## Your instructions
Go through the material below and tally every line with the string "mirror". Reply with the number only.

(Data for analysis begins)

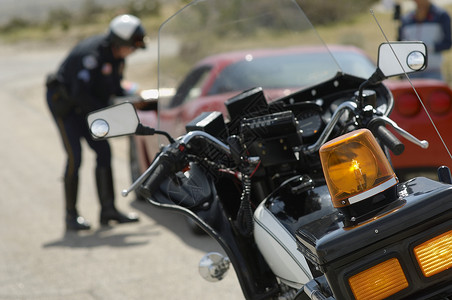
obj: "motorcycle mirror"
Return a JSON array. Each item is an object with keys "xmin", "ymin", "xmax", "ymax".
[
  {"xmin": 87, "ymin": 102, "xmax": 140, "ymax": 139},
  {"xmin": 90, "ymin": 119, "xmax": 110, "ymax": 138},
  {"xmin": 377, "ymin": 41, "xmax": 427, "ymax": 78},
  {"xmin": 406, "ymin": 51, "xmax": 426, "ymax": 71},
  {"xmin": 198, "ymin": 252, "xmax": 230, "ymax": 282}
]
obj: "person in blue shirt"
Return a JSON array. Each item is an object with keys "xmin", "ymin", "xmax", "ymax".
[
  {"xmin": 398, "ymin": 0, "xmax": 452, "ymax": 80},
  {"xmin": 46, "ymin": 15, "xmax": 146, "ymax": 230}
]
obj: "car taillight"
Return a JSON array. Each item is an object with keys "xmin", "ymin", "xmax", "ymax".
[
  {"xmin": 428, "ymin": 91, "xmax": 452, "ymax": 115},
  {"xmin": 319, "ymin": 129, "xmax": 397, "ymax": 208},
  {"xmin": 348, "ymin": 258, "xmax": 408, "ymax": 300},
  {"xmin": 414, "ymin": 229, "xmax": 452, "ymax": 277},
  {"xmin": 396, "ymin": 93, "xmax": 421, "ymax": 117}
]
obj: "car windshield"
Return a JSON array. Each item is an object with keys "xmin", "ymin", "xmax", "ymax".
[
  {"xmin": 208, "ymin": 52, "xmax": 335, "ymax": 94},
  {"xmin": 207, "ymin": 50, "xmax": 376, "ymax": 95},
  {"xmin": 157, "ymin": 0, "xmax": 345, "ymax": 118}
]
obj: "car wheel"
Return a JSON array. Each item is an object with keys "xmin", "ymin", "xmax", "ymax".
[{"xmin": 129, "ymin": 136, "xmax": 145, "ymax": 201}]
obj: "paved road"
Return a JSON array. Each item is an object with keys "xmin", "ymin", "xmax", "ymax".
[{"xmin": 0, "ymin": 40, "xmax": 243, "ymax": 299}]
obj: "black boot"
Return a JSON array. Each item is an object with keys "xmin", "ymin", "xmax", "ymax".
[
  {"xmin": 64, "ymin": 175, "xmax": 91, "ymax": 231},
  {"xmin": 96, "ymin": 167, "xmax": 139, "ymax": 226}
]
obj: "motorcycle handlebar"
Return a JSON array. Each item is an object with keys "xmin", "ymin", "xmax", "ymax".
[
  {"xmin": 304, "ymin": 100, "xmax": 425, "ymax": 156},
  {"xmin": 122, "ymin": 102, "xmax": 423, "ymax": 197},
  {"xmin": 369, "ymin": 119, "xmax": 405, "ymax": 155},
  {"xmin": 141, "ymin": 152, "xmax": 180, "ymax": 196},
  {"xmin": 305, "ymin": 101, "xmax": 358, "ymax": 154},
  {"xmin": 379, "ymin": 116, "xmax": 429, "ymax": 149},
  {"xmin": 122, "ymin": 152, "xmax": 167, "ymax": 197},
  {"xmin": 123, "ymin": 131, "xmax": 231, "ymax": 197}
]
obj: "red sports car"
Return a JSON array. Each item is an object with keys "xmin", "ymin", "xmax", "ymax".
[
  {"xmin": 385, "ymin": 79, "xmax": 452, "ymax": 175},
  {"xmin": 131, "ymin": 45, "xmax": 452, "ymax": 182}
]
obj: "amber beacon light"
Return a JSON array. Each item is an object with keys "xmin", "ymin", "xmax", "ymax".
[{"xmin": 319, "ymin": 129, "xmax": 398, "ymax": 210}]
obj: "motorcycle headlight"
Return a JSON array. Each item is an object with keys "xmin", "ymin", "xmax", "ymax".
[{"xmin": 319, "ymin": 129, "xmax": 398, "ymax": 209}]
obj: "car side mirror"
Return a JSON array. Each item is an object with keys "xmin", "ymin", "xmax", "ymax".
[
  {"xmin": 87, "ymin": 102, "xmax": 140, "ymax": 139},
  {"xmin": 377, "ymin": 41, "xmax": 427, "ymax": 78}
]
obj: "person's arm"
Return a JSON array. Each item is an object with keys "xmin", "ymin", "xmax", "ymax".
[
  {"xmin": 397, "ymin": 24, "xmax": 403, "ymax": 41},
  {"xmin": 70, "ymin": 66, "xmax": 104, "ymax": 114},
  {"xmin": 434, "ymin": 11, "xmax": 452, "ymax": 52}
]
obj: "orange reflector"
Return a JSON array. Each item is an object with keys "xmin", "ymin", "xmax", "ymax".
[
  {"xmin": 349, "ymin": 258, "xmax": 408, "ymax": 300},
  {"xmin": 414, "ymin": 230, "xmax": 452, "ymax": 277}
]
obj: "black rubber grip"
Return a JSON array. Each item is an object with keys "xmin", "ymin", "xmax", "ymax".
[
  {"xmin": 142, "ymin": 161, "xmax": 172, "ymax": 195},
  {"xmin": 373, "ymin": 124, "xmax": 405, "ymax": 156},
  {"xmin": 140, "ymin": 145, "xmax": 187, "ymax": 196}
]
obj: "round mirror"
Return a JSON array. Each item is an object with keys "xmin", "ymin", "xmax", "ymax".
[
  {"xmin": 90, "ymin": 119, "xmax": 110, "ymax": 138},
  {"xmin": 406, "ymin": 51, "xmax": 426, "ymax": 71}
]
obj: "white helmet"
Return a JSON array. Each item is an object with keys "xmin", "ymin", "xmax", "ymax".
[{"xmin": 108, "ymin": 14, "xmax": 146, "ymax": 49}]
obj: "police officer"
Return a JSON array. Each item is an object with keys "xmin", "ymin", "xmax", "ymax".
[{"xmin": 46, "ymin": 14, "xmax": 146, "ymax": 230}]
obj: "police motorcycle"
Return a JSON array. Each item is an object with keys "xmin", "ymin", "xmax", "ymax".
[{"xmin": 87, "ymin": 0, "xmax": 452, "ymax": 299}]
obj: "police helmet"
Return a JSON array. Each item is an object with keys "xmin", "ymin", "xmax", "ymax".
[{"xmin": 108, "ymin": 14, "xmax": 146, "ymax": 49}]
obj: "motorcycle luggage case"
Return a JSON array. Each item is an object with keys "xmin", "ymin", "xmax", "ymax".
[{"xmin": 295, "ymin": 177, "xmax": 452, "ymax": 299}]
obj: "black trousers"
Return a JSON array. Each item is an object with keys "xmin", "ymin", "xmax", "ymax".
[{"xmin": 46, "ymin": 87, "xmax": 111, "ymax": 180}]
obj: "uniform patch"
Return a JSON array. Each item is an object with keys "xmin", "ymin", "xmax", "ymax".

(Data for analysis ends)

## Solution to this problem
3